• _TEXT PROVIDED_:

=====

Tom, I’m running Windows 7, Outlook 2010, and IE 11.  I just used control shift 
r on your reply and the previous messages.  I used several different keys to 
stop, and each time it stayed stopped and stopped right where speech left off.



I went to amazon.com and tried control shift r, and it performed about the same 
except that it sometimes did lieve the cursor a line or two above where speech 
left off.



I also tried it on the regular facebook page and that didn’t work at all well.  
Of course, facebook doesn’t work well besides read-to-end.  I use facebook and 
do okay with the regular by learning the quirks and how to get to what I want, 
but with the beta the quirks have changed and multiplied.



I’m wondering how read-to-end should work on a constantly changing web site.  
Should it jump back to something that changes above where it’s reading?  Maybe 
it should stop and say “change above”.



Bill



From: Tom Fairhurst [mailto:[email protected]]
Sent: Sunday, November 30, 2014 12:33 PM
To: info GW
Subject: Re: posible bug



            This puts my problem with Read to End in perspective. When I press 
any key, speech does stop, but restarts. Speech then resumes. As a result, the 
cursor continues to move. When I press another key, the speech stops and then 
quickly restarts again, and the cursor keeps moving. I believe the cursor keeps 
moving during the brief split second when reading has temporarily stopped. I 
would need to have sighted assistance to absolutely verify this, but that is 
what I think is happening. It happens more with long E-mails and large web 
pages..

=====

• _GIVEN PROBLEM A_:
Copy the records verbatim from the line containing "Thank you for the photo. Please point out the red" through the end of the records, including both of those lines.
The email text and the records have no connection to each other.

Dataset excerpt:
=====

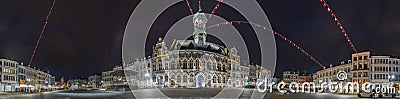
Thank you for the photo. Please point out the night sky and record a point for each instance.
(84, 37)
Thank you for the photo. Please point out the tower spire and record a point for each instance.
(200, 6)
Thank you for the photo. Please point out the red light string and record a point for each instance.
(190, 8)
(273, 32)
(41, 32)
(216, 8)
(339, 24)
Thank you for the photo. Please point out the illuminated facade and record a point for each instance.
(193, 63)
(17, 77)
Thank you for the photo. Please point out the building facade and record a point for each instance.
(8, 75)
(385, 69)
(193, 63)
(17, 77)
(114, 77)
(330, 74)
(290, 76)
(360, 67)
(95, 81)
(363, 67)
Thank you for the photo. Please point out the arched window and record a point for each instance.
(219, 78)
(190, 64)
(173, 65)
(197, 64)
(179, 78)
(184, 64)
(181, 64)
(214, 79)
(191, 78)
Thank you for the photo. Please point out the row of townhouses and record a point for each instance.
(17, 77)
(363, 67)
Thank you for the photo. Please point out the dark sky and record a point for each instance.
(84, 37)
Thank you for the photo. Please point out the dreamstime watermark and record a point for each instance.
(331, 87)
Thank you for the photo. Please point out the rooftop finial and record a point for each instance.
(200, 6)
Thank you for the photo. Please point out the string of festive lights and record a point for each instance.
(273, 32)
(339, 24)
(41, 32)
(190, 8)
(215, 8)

=====

• _GIVEN PROBLEM B_:
Continue the email exchange about the Read to End problem from the point where it stops.

• _TASK RESPONSE A_:
Thank you for the photo. Please point out the red light string and record a point for each instance.
(190, 8)
(273, 32)
(41, 32)
(216, 8)
(339, 24)
Thank you for the photo. Please point out the illuminated facade and record a point for each instance.
(193, 63)
(17, 77)
Thank you for the photo. Please point out the building facade and record a point for each instance.
(8, 75)
(385, 69)
(193, 63)
(17, 77)
(114, 77)
(330, 74)
(290, 76)
(360, 67)
(95, 81)
(363, 67)
Thank you for the photo. Please point out the arched window and record a point for each instance.
(219, 78)
(190, 64)
(173, 65)
(197, 64)
(179, 78)
(184, 64)
(181, 64)
(214, 79)
(191, 78)
Thank you for the photo. Please point out the row of townhouses and record a point for each instance.
(17, 77)
(363, 67)
Thank you for the photo. Please point out the dark sky and record a point for each instance.
(84, 37)
Thank you for the photo. Please point out the dreamstime watermark and record a point for each instance.
(331, 87)
Thank you for the photo. Please point out the rooftop finial and record a point for each instance.
(200, 6)
Thank you for the photo. Please point out the string of festive lights and record a point for each instance.
(273, 32)
(339, 24)
(41, 32)
(190, 8)
(215, 8)

• _TASK RESPONSE B_:
From: Bill Belew <mailto:[email protected]>

Sent: Sunday, November 30, 2014 12:18 PM

To: [email protected] ; 'gw-info' <mailto:[email protected]>

Subject: RE: posible bug



That is an intended change.  Instead of reading you 24 lines and leaving the 
cursor at the beginning, Window-Eyes now moves the cursor down as it reads as 
in a “read-to-end”.  If you press a key while Window-Eyes is still speaking, 
that keystroke serves to stop speech and Window-Eyes should leave the cursor 
where you last heard speech.  The second keystroke does its function of closing 
the message.



Bill



From: Jim [mailto:[email protected]]
Sent: Sunday, November 30, 2014 10:06 AM
To: gw-info
Subject: posible bug



Sorry about the blanks message, got a little to quick on the trigger!
Here is the intended message!
Hi group!
Not certain of whether this is a bug in the beta, or something placed into the 
beta for some other reasson.  When I am in thunderbird and I go to closed an 
msg or bring up the menuu for writing a new msg I now have to press the CTRL 
twice.  I wonder if anyone else is experiencing this? If this was place into 
the beta I am wondering why? Can someone please advise? Much THANKS! de
<KF8LT><Jim Wohlgamuth>


If you reply to this message it will be delivered to the original sender only.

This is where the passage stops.